Point localization data
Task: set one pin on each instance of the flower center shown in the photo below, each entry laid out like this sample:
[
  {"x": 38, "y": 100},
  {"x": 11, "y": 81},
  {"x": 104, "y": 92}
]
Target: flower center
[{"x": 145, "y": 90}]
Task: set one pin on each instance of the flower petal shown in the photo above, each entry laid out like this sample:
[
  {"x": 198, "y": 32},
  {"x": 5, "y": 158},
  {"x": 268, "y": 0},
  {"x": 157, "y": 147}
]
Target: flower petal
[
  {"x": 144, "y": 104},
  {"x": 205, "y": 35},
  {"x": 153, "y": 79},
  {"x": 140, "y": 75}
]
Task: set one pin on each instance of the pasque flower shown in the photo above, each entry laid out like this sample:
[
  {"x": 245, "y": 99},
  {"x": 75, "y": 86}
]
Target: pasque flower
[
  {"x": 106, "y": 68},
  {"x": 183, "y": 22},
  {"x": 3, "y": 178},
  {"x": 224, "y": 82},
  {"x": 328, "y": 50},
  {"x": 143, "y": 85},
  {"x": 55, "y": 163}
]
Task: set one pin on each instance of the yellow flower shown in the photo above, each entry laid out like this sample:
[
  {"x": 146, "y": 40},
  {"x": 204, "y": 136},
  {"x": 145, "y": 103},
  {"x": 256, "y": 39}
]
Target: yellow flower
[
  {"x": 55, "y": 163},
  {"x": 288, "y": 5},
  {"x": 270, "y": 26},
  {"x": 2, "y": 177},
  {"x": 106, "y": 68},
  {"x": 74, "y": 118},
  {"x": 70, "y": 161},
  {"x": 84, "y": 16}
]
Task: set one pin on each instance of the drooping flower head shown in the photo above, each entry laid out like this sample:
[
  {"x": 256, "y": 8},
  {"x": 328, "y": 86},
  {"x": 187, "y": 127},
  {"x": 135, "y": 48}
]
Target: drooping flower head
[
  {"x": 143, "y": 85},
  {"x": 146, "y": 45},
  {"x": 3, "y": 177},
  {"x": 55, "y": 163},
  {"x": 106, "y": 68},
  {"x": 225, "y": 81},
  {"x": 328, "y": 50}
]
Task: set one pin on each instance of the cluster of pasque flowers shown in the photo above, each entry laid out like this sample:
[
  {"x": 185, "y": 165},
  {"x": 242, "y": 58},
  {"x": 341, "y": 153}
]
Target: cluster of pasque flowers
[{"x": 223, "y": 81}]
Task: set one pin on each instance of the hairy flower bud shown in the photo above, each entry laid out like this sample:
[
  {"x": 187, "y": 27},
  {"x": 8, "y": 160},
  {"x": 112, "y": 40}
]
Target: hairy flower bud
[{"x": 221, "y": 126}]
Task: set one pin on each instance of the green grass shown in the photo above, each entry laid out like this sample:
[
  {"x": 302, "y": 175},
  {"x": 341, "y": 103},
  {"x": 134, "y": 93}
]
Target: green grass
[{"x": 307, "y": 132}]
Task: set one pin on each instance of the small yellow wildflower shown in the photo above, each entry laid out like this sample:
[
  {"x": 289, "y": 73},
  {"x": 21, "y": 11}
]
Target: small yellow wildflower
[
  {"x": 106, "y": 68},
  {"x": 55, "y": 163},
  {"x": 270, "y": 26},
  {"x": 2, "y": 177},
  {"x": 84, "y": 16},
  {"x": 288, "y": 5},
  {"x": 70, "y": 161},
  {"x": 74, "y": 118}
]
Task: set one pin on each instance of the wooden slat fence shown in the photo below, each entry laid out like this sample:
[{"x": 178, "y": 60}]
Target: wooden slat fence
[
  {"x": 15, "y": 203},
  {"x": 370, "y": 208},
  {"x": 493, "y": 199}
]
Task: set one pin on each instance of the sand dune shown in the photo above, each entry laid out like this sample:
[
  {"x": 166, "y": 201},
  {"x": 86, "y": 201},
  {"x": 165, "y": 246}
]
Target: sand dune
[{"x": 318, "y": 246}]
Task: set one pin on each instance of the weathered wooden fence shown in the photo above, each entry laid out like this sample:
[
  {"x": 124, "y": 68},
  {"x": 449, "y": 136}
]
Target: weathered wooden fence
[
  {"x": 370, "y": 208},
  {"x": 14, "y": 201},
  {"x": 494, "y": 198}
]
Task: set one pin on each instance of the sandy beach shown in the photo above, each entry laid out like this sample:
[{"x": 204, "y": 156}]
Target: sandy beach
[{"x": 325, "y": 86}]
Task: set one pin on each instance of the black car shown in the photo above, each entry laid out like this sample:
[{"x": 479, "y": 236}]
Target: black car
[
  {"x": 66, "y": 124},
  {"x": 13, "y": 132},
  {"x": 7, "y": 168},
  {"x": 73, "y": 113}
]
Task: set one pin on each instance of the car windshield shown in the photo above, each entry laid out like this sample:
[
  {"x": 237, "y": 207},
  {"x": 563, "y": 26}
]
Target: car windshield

▶ **What you have to do**
In your response, give all the records again with nothing altered.

▶ **Answer for this exercise**
Task: set one pin on each instance of the flower center shown in the photo below, each entry laid out like this sample:
[
  {"x": 38, "y": 100},
  {"x": 11, "y": 81},
  {"x": 104, "y": 92}
]
Target: flower center
[{"x": 145, "y": 90}]
Task: set one pin on each instance of the flower petal shown in the photo above, each entry laid out like this sample:
[
  {"x": 198, "y": 32},
  {"x": 5, "y": 158},
  {"x": 268, "y": 0},
  {"x": 157, "y": 147}
]
Target: flower petal
[
  {"x": 144, "y": 104},
  {"x": 205, "y": 35},
  {"x": 153, "y": 79},
  {"x": 140, "y": 75}
]
Task: set one pin on each instance of the pasque flower shown in the photo above, each entry laid out like this sample:
[
  {"x": 245, "y": 99},
  {"x": 75, "y": 86}
]
Target: pasque flower
[
  {"x": 106, "y": 68},
  {"x": 183, "y": 22},
  {"x": 3, "y": 178},
  {"x": 224, "y": 82},
  {"x": 328, "y": 50},
  {"x": 143, "y": 85},
  {"x": 55, "y": 163}
]
Task: set one pin on each instance of the yellow flower shown in the photo above, each entry laid out like this sample:
[
  {"x": 146, "y": 40},
  {"x": 204, "y": 136},
  {"x": 145, "y": 103},
  {"x": 256, "y": 39}
]
Target: yellow flower
[
  {"x": 55, "y": 163},
  {"x": 288, "y": 5},
  {"x": 270, "y": 26},
  {"x": 2, "y": 177},
  {"x": 106, "y": 68},
  {"x": 74, "y": 118},
  {"x": 70, "y": 161},
  {"x": 84, "y": 16}
]
Task: set one pin on each instance of the drooping flower head shown in the photo above, each entry laid out like this sample:
[
  {"x": 256, "y": 8},
  {"x": 328, "y": 86},
  {"x": 187, "y": 127},
  {"x": 135, "y": 48}
]
Target: drooping flower head
[
  {"x": 143, "y": 85},
  {"x": 146, "y": 45},
  {"x": 3, "y": 177},
  {"x": 55, "y": 163},
  {"x": 106, "y": 68},
  {"x": 225, "y": 81},
  {"x": 328, "y": 50}
]
Task: set one pin on each instance of the cluster of pasque flowers shown in the photo above, each entry laid out like this sample:
[
  {"x": 185, "y": 165},
  {"x": 242, "y": 58},
  {"x": 341, "y": 153}
]
Target: cluster of pasque flowers
[{"x": 223, "y": 81}]
Task: set one pin on each instance of the hairy flower bud shown in the photo above, each entry laid out like this sample:
[
  {"x": 187, "y": 27},
  {"x": 8, "y": 160},
  {"x": 112, "y": 40}
]
Target: hairy flower bud
[{"x": 221, "y": 126}]
Task: set one pin on each instance of the green grass shown in the photo above, each entry laid out like this sample:
[
  {"x": 302, "y": 175},
  {"x": 341, "y": 103},
  {"x": 134, "y": 93}
]
Target: green grass
[{"x": 307, "y": 132}]
Task: set one pin on each instance of the small yellow wildflower shown in the photo above, each entry laid out like this sample:
[
  {"x": 289, "y": 73},
  {"x": 21, "y": 11}
]
Target: small yellow wildflower
[
  {"x": 106, "y": 68},
  {"x": 55, "y": 163},
  {"x": 270, "y": 26},
  {"x": 2, "y": 177},
  {"x": 84, "y": 16},
  {"x": 288, "y": 5},
  {"x": 70, "y": 161},
  {"x": 74, "y": 118}
]
Task: set one pin on each instance of the wooden slat fence shown in the photo below, each entry laid out like this sample:
[{"x": 178, "y": 60}]
Target: wooden slat fence
[
  {"x": 15, "y": 203},
  {"x": 370, "y": 208},
  {"x": 493, "y": 199}
]
Task: set one pin on each instance of the sand dune shown in the photo above, each entry laid out like this sample:
[
  {"x": 166, "y": 201},
  {"x": 86, "y": 201},
  {"x": 165, "y": 246}
]
Target: sand dune
[{"x": 318, "y": 246}]
Task: set one pin on each instance of the weathered wooden fence shown in the photo above, each entry laid out like this sample:
[
  {"x": 124, "y": 68},
  {"x": 449, "y": 136}
]
Target: weathered wooden fence
[
  {"x": 370, "y": 208},
  {"x": 14, "y": 201},
  {"x": 494, "y": 198}
]
Task: set one pin on each instance of the sandy beach shown in the photo above, each entry laid out like this sample:
[{"x": 204, "y": 156}]
Target: sandy beach
[{"x": 325, "y": 86}]
Task: set one pin on each instance of the black car shown in the photo above, each entry laid out like this sample:
[{"x": 479, "y": 236}]
Target: black car
[
  {"x": 66, "y": 124},
  {"x": 13, "y": 132},
  {"x": 7, "y": 168},
  {"x": 73, "y": 113}
]
Task: set one pin on each instance of the car windshield shown in the photo above, each entry laid out like this sample:
[
  {"x": 237, "y": 207},
  {"x": 563, "y": 26}
]
Target: car windshield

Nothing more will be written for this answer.